OBJETIVO DEL EJERCICIO
Copia literalmente el pasaje del texto sobre Hamlet y Laertes que va desde «En resumen, esta» hasta «de la agresividad.».

DOCUMENTO
Le corta la palabra, haciéndolo aún mejor que el: «Sir, is definement suffers no perdition in you…». «Señor, su representación no sufre, en Usted, desfallecimiento. Si, como yo puedo divisar, sus méritos para hacer de ellos un inventario, debe exceder la aritmética de la memoria, y sin embargo, no podría desampararlo, tan maravillosamente grande es la rapidez de sus velos.»
Es un discurso extremadamente preciosista el que el persigue, muy alambicado, que parodia, de algún modo el estilo de su interlocutor, y por el cual concluye: «I take him to be a soul of great article». «Considero que su alma es un alma de un precio bastante alto, y que en él hay infundida una rareza tal, y un precio tal que, para hacer de él pronunciación verdadera, su semejante no puede ser sino su espejo, y qué otro podría trazar su retrato, si no por ser su propia sombra y nada más».
En resumen, esta referencia a la imagen del otro como lo que no puede sino absorber completamente al que la contempla, está ahí a propósito de los méritos de Laertes presentada, ciertamente, inflada de una manera muy gongorina. El amaneramiento es algo que tiene su precio más alto en este momento. Tanto más, cuanto que, como lo verán, es en esta actitud que Hamlet aborda a Laertes antes del duelo. Es sobre ese pie que él lo aborda, y que no deviene significativo más que en ese paroxismo de la absorción imaginaria, formalmente articulada como una relación especular, una reacción en espejo. Es ahí que es situado, igualmente, por el dramaturgo, el punto manifiesto de la agresividad.
Aquel al que más se admira, es aquel al que se combate. Aquel que es el Ideal del yo, también es aquel al que, según la fórmula hegeliana de coexistencia, debemos matar.

REGISTROS DE DATOS
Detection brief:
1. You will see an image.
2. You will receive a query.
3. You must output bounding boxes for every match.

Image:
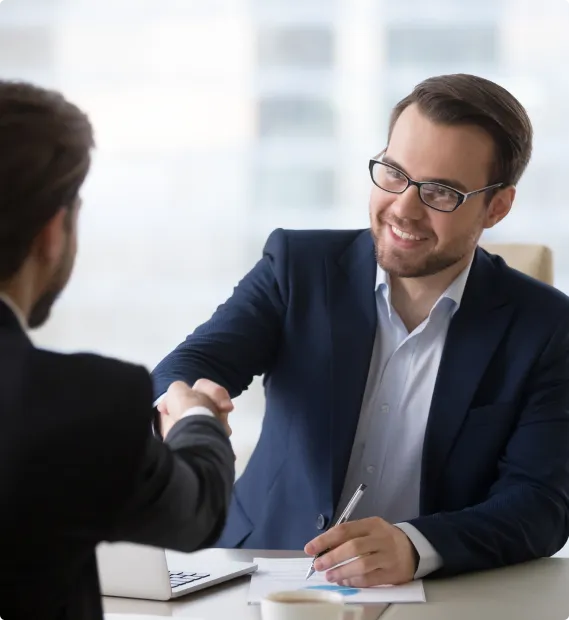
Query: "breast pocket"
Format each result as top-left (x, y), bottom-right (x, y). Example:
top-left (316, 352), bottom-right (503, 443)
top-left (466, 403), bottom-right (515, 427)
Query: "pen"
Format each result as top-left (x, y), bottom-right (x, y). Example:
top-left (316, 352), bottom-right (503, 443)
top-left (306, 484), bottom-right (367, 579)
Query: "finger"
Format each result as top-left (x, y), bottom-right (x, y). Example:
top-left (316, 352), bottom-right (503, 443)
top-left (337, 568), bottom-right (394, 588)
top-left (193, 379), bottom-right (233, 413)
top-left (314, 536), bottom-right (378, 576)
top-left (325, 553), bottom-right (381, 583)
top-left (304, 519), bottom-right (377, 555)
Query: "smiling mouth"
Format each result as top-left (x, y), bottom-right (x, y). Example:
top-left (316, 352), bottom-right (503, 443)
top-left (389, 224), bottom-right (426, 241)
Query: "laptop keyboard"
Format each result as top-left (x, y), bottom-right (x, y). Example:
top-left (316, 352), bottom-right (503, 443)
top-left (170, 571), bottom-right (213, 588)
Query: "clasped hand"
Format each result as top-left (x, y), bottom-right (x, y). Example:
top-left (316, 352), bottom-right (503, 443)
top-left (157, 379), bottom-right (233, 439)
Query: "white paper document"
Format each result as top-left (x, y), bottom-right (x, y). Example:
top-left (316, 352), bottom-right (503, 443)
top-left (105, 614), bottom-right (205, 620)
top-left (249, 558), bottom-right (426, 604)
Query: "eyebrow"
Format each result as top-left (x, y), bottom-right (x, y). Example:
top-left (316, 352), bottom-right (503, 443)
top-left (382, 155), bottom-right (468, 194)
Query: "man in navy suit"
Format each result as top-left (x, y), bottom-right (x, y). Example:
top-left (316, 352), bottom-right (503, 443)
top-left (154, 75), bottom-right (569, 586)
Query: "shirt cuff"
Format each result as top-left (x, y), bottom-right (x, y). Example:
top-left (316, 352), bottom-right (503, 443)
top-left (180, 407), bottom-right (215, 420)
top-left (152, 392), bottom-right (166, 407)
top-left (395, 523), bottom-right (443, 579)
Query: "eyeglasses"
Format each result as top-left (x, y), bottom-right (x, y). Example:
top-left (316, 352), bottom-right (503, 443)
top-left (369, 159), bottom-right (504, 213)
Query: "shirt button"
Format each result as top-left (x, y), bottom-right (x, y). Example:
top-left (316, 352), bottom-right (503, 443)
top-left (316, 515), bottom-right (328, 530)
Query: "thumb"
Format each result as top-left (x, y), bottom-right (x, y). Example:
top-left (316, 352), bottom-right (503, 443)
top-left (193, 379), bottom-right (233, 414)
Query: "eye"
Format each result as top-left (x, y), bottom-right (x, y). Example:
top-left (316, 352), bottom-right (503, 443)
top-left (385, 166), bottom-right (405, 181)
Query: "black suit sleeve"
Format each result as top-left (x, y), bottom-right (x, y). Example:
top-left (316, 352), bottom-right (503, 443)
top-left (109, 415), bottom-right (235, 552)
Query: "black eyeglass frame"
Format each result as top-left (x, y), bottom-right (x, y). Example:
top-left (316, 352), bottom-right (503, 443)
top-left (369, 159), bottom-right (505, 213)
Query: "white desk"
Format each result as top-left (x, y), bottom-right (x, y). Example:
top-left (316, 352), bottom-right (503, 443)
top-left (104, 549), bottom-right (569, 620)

...

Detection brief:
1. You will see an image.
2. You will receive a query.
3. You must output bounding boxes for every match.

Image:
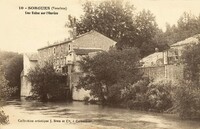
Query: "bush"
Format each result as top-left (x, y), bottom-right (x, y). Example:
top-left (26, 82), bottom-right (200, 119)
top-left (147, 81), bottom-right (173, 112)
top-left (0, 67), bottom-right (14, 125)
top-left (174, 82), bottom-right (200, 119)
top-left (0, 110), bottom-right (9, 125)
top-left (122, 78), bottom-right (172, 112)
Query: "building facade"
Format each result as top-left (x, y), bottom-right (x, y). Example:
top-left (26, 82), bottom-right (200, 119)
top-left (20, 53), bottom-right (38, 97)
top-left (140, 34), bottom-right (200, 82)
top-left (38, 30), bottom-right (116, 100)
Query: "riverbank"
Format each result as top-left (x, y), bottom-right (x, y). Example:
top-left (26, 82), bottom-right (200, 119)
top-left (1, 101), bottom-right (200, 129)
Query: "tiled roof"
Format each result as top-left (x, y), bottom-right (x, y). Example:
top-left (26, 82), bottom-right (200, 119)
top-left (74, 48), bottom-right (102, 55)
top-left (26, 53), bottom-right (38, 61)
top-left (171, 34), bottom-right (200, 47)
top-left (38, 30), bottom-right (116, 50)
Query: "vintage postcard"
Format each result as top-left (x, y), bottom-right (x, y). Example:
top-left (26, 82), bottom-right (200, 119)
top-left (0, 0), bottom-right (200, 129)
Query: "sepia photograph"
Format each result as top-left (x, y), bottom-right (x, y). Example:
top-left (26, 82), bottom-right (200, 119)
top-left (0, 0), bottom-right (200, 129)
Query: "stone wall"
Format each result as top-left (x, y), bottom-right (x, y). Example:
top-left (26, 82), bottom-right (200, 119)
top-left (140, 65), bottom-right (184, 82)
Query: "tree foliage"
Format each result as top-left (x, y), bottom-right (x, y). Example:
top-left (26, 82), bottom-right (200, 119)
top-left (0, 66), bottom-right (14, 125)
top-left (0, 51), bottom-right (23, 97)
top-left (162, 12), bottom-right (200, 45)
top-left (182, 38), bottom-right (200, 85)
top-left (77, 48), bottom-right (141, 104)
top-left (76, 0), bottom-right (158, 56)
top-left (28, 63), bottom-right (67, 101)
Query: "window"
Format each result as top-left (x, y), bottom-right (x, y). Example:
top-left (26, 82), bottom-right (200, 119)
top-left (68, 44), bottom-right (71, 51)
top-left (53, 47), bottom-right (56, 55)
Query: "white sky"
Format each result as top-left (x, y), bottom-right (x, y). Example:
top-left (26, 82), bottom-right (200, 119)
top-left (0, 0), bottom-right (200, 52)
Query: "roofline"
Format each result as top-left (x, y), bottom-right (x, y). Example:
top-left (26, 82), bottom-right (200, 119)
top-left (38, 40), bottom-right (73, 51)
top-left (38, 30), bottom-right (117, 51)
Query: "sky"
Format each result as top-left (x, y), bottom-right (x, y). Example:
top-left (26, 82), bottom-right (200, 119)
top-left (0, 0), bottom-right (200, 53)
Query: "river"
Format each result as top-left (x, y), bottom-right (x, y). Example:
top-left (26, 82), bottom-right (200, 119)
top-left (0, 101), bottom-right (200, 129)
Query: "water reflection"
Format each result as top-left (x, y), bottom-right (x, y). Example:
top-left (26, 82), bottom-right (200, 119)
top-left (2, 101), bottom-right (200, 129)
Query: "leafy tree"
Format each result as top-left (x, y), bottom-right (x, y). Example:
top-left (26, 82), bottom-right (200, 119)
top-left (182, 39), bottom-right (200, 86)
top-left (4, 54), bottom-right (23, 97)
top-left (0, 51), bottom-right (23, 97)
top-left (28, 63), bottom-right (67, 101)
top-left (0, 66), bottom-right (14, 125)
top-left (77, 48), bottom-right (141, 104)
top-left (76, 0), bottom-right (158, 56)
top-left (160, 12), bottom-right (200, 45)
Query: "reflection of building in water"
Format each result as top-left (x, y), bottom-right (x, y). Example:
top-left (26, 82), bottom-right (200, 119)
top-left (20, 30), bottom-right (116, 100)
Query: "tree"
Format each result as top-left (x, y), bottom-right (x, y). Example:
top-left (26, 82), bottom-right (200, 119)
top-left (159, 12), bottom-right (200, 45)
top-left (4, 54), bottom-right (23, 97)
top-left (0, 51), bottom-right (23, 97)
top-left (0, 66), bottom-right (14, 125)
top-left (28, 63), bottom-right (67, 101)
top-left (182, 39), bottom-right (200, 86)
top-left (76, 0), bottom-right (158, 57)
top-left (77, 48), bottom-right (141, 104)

---

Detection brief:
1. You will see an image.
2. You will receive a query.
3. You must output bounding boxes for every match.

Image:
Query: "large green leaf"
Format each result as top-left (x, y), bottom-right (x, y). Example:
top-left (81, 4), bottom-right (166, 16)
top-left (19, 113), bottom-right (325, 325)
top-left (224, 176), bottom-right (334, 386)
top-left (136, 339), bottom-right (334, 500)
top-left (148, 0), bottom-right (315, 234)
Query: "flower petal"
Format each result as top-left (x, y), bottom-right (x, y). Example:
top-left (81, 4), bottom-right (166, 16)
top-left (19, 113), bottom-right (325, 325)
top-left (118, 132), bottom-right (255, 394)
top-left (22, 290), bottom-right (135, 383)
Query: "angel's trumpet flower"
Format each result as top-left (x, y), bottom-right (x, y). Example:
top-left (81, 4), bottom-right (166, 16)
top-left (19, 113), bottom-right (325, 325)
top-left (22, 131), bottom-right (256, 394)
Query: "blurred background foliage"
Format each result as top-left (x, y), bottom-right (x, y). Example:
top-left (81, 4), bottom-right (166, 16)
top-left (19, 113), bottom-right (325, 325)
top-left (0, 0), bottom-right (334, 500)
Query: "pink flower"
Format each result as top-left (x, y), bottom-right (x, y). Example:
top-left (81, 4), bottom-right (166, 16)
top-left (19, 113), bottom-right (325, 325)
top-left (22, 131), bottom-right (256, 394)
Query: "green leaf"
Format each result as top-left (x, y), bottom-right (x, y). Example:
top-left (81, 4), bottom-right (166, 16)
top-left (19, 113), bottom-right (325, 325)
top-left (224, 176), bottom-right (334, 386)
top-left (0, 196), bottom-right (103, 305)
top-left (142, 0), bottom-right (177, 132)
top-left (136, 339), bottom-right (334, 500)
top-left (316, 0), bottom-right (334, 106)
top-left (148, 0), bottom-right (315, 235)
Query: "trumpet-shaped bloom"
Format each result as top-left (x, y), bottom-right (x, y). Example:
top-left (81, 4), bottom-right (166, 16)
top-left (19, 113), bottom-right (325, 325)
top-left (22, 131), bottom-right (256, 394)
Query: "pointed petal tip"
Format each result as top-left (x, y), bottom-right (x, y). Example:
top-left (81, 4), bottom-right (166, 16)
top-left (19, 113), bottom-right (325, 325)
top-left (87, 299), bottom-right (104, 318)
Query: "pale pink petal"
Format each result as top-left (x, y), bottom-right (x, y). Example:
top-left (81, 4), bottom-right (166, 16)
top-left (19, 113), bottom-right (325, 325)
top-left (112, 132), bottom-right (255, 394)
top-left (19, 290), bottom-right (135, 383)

TAREA RESUELTA
En resumen, esta referencia a la imagen del otro como lo que no puede sino absorber completamente al que la contempla, está ahí a propósito de los méritos de Laertes presentada, ciertamente, inflada de una manera muy gongorina. El amaneramiento es algo que tiene su precio más alto en este momento. Tanto más, cuanto que, como lo verán, es en esta actitud que Hamlet aborda a Laertes antes del duelo. Es sobre ese pie que él lo aborda, y que no deviene significativo más que en ese paroxismo de la absorción imaginaria, formalmente articulada como una relación especular, una reacción en espejo. Es ahí que es situado, igualmente, por el dramaturgo, el punto manifiesto de la agresividad.